#### Brief:
Write out the records that appear below, verbatim and complete, but without pictures.

#### Source data:
________________________
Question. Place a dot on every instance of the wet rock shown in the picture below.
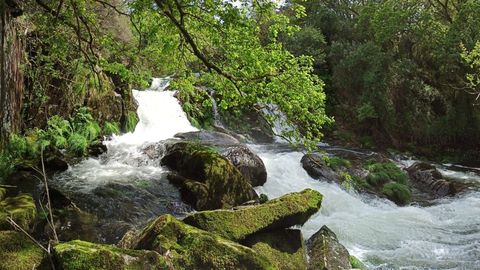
(284, 212)
(206, 179)
(317, 168)
(209, 138)
(97, 149)
(17, 252)
(248, 163)
(428, 179)
(21, 209)
(80, 255)
(192, 248)
(326, 253)
(285, 248)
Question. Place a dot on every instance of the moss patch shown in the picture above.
(80, 255)
(356, 263)
(192, 248)
(209, 180)
(289, 210)
(21, 209)
(285, 248)
(398, 193)
(17, 252)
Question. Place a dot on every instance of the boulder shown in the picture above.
(285, 248)
(80, 255)
(326, 253)
(317, 168)
(3, 193)
(17, 252)
(284, 212)
(190, 248)
(248, 163)
(428, 179)
(21, 209)
(206, 179)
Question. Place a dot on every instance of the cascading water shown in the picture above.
(126, 180)
(127, 186)
(385, 236)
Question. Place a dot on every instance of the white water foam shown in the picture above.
(385, 236)
(160, 118)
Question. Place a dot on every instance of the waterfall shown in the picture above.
(383, 235)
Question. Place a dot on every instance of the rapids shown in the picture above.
(445, 235)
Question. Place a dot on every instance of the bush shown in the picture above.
(111, 128)
(398, 193)
(78, 144)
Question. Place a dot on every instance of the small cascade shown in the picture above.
(126, 187)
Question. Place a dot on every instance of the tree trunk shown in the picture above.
(12, 47)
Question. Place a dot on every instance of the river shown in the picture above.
(445, 235)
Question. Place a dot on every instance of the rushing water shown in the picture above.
(385, 236)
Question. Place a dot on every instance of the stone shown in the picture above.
(326, 253)
(17, 252)
(21, 209)
(206, 179)
(248, 163)
(81, 255)
(317, 168)
(191, 248)
(284, 212)
(428, 179)
(285, 248)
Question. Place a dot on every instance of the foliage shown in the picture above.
(394, 68)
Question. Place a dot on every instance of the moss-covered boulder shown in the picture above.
(285, 248)
(17, 252)
(3, 193)
(326, 253)
(356, 263)
(80, 255)
(289, 210)
(206, 179)
(248, 163)
(191, 248)
(21, 209)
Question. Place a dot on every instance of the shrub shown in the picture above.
(111, 128)
(398, 193)
(77, 144)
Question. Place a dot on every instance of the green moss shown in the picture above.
(21, 209)
(381, 173)
(356, 263)
(192, 248)
(289, 210)
(285, 248)
(131, 122)
(3, 192)
(398, 193)
(210, 179)
(80, 255)
(17, 252)
(336, 162)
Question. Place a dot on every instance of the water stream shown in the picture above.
(385, 236)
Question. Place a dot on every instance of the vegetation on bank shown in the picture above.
(400, 74)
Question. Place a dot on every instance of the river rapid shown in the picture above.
(445, 235)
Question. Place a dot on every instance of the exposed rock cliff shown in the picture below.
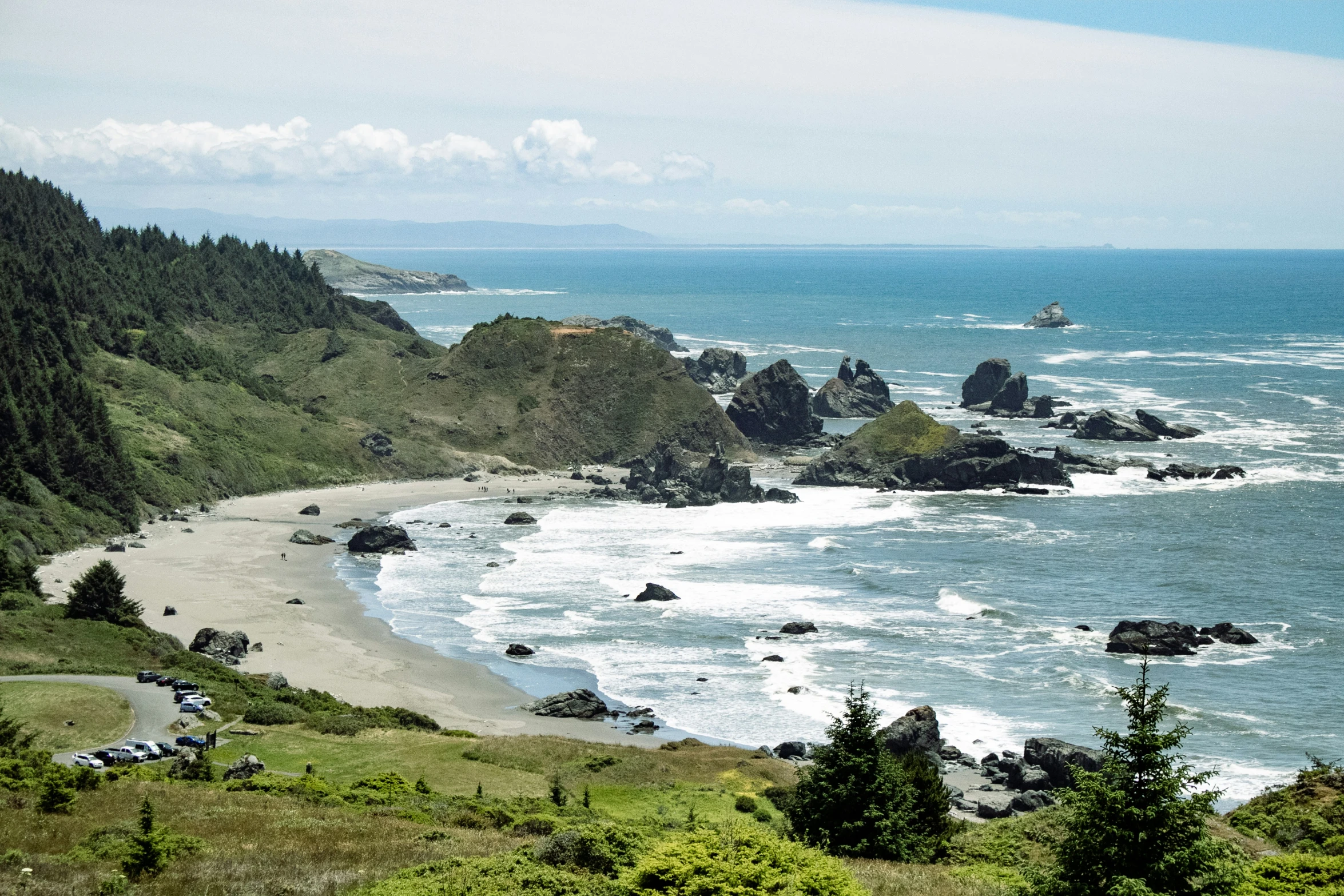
(365, 278)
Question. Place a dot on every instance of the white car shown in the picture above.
(148, 747)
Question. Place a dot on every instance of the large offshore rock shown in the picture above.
(1050, 316)
(1057, 758)
(381, 539)
(917, 731)
(908, 449)
(859, 393)
(718, 370)
(1111, 426)
(1162, 428)
(774, 406)
(985, 382)
(570, 704)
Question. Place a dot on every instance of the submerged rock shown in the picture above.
(859, 393)
(908, 449)
(381, 539)
(718, 370)
(773, 406)
(570, 704)
(1050, 316)
(1112, 426)
(917, 731)
(655, 593)
(1162, 428)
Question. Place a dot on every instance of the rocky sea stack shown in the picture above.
(718, 370)
(774, 406)
(1050, 316)
(853, 393)
(908, 449)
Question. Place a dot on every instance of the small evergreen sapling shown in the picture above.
(101, 594)
(1132, 828)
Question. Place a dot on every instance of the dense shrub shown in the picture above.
(738, 860)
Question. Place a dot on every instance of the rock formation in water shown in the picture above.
(859, 393)
(718, 370)
(685, 479)
(1049, 317)
(908, 449)
(773, 406)
(661, 336)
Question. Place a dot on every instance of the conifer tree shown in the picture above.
(1139, 825)
(855, 801)
(100, 594)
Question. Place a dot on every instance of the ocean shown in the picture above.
(967, 602)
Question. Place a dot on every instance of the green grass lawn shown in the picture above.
(100, 715)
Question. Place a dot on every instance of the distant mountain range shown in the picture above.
(300, 233)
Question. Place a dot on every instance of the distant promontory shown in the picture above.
(365, 278)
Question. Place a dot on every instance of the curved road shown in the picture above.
(154, 707)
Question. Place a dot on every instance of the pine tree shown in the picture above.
(855, 801)
(100, 594)
(1132, 827)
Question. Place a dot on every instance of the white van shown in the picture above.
(148, 747)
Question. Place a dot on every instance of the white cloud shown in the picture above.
(757, 207)
(1028, 217)
(679, 167)
(904, 212)
(204, 151)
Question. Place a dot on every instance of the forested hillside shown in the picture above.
(140, 371)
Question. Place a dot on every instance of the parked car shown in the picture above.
(128, 754)
(147, 747)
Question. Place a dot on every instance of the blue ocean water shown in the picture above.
(967, 602)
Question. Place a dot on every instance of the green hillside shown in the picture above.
(140, 371)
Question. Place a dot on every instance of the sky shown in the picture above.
(1134, 122)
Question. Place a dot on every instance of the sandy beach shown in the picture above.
(228, 572)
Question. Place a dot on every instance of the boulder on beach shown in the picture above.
(381, 539)
(225, 647)
(570, 704)
(774, 406)
(304, 536)
(1050, 316)
(718, 370)
(1162, 428)
(1112, 426)
(1058, 758)
(655, 593)
(859, 393)
(917, 731)
(988, 378)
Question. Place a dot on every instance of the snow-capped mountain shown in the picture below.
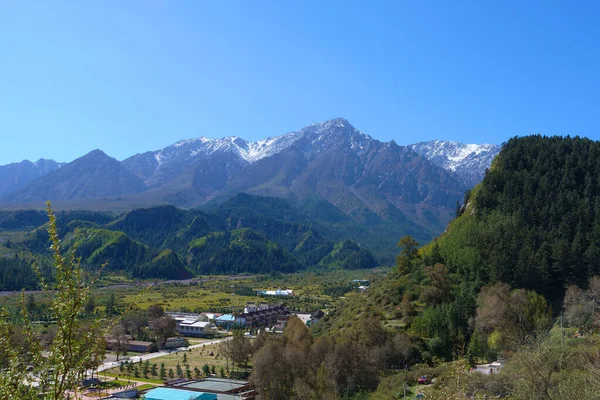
(158, 167)
(16, 176)
(411, 188)
(467, 161)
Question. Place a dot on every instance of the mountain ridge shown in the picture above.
(369, 180)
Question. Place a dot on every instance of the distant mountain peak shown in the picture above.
(467, 160)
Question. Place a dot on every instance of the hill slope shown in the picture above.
(93, 176)
(534, 221)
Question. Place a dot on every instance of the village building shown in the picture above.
(224, 389)
(193, 325)
(264, 315)
(174, 343)
(488, 369)
(226, 321)
(174, 394)
(316, 316)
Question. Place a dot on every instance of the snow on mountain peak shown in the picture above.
(467, 160)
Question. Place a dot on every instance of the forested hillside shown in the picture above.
(534, 221)
(240, 234)
(522, 252)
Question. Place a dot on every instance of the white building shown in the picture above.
(488, 369)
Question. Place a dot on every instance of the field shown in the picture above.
(194, 358)
(312, 290)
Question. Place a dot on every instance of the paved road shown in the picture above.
(149, 356)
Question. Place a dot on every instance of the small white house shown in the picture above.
(488, 369)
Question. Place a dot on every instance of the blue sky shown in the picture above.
(132, 76)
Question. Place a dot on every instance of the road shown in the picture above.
(150, 356)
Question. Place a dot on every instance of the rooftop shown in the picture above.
(216, 385)
(177, 394)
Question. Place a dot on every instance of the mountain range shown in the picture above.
(415, 186)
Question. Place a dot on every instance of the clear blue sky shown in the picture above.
(131, 76)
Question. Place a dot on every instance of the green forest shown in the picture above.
(242, 234)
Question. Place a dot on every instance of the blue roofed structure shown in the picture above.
(177, 394)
________________________
#### The response:
Question. Place a dot on every instance of the wet rock shown in the picture below.
(284, 212)
(206, 179)
(317, 168)
(209, 138)
(97, 149)
(17, 252)
(248, 163)
(428, 179)
(21, 209)
(80, 255)
(192, 248)
(326, 253)
(285, 248)
Question. Place a dot on every instance of the moss patch shown in the picture above.
(80, 255)
(356, 263)
(192, 248)
(209, 180)
(289, 210)
(21, 209)
(285, 248)
(398, 193)
(17, 252)
Question. Place a dot on every instance of the boulder shown in the picture above.
(285, 248)
(80, 255)
(326, 253)
(317, 168)
(3, 193)
(17, 252)
(284, 212)
(190, 248)
(248, 163)
(428, 179)
(21, 209)
(206, 179)
Question. Place a dot on every instance of the cascading water shown in the picture above.
(126, 180)
(127, 186)
(385, 236)
Question. Place a dot on every instance of the white water foam shown in the picture above.
(385, 236)
(160, 118)
Question. Place a dot on every instance of the waterfall shown in the picture above.
(383, 235)
Question. Place a dot on every instance of the rapids shown in the picture above.
(445, 235)
Question. Place a dot on every instance of the bush shown in the picture above.
(111, 128)
(398, 193)
(78, 144)
Question. Place a dot on every instance of the small cascade shown in the picture above.
(126, 187)
Question. Place a dot on every instance of the tree trunk shown in the picture above.
(12, 47)
Question. Place a dot on every instance of the river shown in the picture above.
(445, 235)
Question. Place a dot on every instance of the rushing water shown in the picture above.
(385, 236)
Question. Place a dot on every instance of the stone shown in the picture above.
(326, 253)
(17, 252)
(21, 209)
(206, 179)
(248, 163)
(81, 255)
(317, 168)
(191, 248)
(284, 212)
(428, 179)
(285, 248)
Question. Place a dot on every instance of the foliage shown in the picture above.
(394, 68)
Question. Place a dot on every instance of the moss-covered boulder shown in the picture above.
(285, 248)
(17, 252)
(3, 193)
(326, 253)
(356, 263)
(80, 255)
(289, 210)
(206, 179)
(248, 163)
(191, 248)
(21, 209)
Question. Place a dot on every instance of the shrub shown in the picture above.
(111, 128)
(398, 193)
(77, 144)
Question. Place a dot on every instance of the green moss shown in the picture above.
(21, 209)
(381, 173)
(356, 263)
(192, 248)
(289, 210)
(285, 248)
(131, 122)
(3, 192)
(398, 193)
(210, 179)
(80, 255)
(17, 252)
(336, 162)
Question. Place a dot on every instance of the water stream shown in the picture above.
(385, 236)
Question. Place a dot on every instance of the vegetation on bank shown in the picture above.
(400, 74)
Question. Place a dot on every instance of the river rapid shown in the picture above.
(445, 235)
Question. Place a dot on every instance of the exposed rock cliff shown in the picture below.
(365, 278)
Question. Place a dot on every instance of the white car shown in the picture above.
(148, 747)
Question. Place a dot on every instance of the large offshore rock shown in the picture above.
(1050, 316)
(1057, 758)
(381, 539)
(917, 731)
(908, 449)
(859, 393)
(718, 370)
(1111, 426)
(1162, 428)
(774, 406)
(985, 382)
(570, 704)
Question. Place a dot on every instance of the submerged rock shown in the picture above.
(859, 393)
(908, 449)
(381, 539)
(718, 370)
(773, 406)
(570, 704)
(1050, 316)
(1112, 426)
(917, 731)
(655, 593)
(1162, 428)
Question. Place a dot on every instance of the rocky sea stack shown in the picture above.
(718, 370)
(774, 406)
(1050, 316)
(853, 393)
(908, 449)
Question. Place a dot on every instance of the small evergreen sapling shown in the picture above.
(101, 594)
(1132, 828)
Question. Place a dot on every instance of the dense shrub shown in the picture above.
(738, 860)
Question. Place a dot on every instance of the rock formation in water shown in the picture above.
(859, 393)
(718, 370)
(685, 479)
(1049, 317)
(908, 449)
(773, 406)
(661, 336)
Question. Place a dot on every instance of the conifer tree shown in the picture above.
(1139, 825)
(855, 801)
(100, 594)
Question. Place a dot on every instance of the ocean shown in the picture above.
(967, 602)
Question. Place a dot on every instance of the green grass lawn shown in the picture above.
(100, 715)
Question. Place a dot on every instance of the distant mountain range shown in the picture above.
(300, 233)
Question. Place a dot on every instance of the distant promontory shown in the picture above.
(365, 278)
Question. Place a dot on every instance of the curved road shown in the picture above.
(154, 707)
Question. Place a dot on every instance of the pine tree shown in the picture above.
(855, 801)
(100, 594)
(1132, 827)
Question. Place a dot on every instance of the white van shown in the picture above.
(148, 747)
Question. Place a dot on every instance of the white cloud shown in the picture above.
(757, 207)
(1028, 217)
(679, 167)
(904, 212)
(204, 151)
Question. Place a dot on every instance of the forested hillside shown in the picture above.
(140, 371)
Question. Place a dot on every instance of the parked car shown in the picture above.
(128, 754)
(147, 747)
Question. Place a dot on every instance of the blue ocean water shown in the picture above.
(967, 602)
Question. Place a dot on every instance of the green hillside shown in the picture above.
(140, 371)
Question. Place a dot on every instance of the sky shown in the picture above.
(1134, 122)
Question. Place a dot on every instance of the sandy beach shown in the picture above.
(228, 572)
Question. Place a dot on every instance of the boulder on beach shown in the picture above.
(381, 539)
(225, 647)
(570, 704)
(774, 406)
(304, 536)
(1050, 316)
(718, 370)
(1162, 428)
(1112, 426)
(1058, 758)
(655, 593)
(859, 393)
(917, 731)
(988, 378)
Question. Place a dot on every instance of the snow-capped mountain shown in the picture below.
(158, 167)
(16, 176)
(411, 188)
(467, 161)
Question. Place a dot on every instance of the mountain ridge shown in the picture above.
(369, 180)
Question. Place a dot on every instance of the distant mountain peak shown in the picture above.
(467, 160)
Question. Place a dot on every instance of the hill slope shown in the picture above.
(93, 176)
(534, 221)
Question. Place a dot on every instance of the village building shown in the picture above.
(224, 389)
(193, 325)
(264, 315)
(174, 343)
(488, 369)
(226, 321)
(174, 394)
(316, 316)
Question. Place a dot on every instance of the snow on mountain peak shown in the picture above.
(467, 160)
Question. Place a dot on every instance of the forested hillside shown in the picture above.
(534, 221)
(240, 234)
(522, 252)
Question. Place a dot on every instance of the white building shown in the picture above.
(488, 369)
Question. Place a dot on every instance of the field shown in the picture above.
(194, 358)
(312, 290)
Question. Place a dot on every instance of the paved road shown in the picture above.
(149, 356)
Question. Place a dot on every instance of the small white house shown in the picture above.
(488, 369)
Question. Place a dot on every instance of the blue sky shown in the picture above.
(132, 76)
Question. Place a dot on every instance of the road shown in the picture above.
(150, 356)
Question. Place a dot on every instance of the rooftop shown in the picture above.
(216, 385)
(177, 394)
Question. Place a dot on every instance of the mountain range shown in the picture above.
(415, 186)
Question. Place a dot on every instance of the clear blue sky shown in the picture above.
(131, 76)
Question. Place a dot on every instance of the green forest shown in the picture above.
(242, 234)
Question. Place a dot on every instance of the blue roofed structure shown in the picture above.
(177, 394)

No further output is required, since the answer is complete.